Data supplied »
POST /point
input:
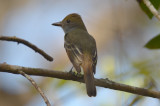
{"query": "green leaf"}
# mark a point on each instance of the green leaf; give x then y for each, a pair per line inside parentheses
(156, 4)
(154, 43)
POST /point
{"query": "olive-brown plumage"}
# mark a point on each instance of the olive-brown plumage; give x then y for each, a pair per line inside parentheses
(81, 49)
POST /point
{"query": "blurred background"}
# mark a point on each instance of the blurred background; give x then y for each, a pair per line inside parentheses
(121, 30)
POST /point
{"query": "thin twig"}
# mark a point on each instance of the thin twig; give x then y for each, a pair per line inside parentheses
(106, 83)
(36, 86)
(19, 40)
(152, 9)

* * *

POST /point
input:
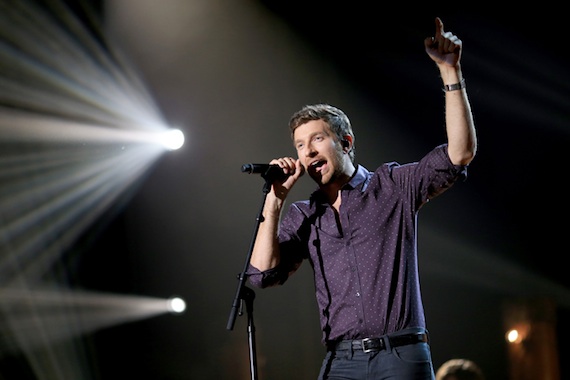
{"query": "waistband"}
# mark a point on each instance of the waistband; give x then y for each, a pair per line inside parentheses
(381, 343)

---

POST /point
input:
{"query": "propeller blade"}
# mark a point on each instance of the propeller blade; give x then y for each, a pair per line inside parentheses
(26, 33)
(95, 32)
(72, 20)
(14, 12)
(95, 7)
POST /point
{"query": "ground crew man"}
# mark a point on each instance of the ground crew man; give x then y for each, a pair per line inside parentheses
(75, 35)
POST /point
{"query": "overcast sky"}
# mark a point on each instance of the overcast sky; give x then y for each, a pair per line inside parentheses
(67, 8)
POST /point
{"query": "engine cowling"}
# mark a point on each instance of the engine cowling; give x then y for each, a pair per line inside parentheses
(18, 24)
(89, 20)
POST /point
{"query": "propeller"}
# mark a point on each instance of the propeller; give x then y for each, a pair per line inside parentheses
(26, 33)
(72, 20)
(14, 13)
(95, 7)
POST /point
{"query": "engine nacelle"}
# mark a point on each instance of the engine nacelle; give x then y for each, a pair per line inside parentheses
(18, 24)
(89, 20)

Stated goal » Tally the lines in the entries above that contain the string "crew", matching case exactly. Reply with the number alone.

Correct result » 2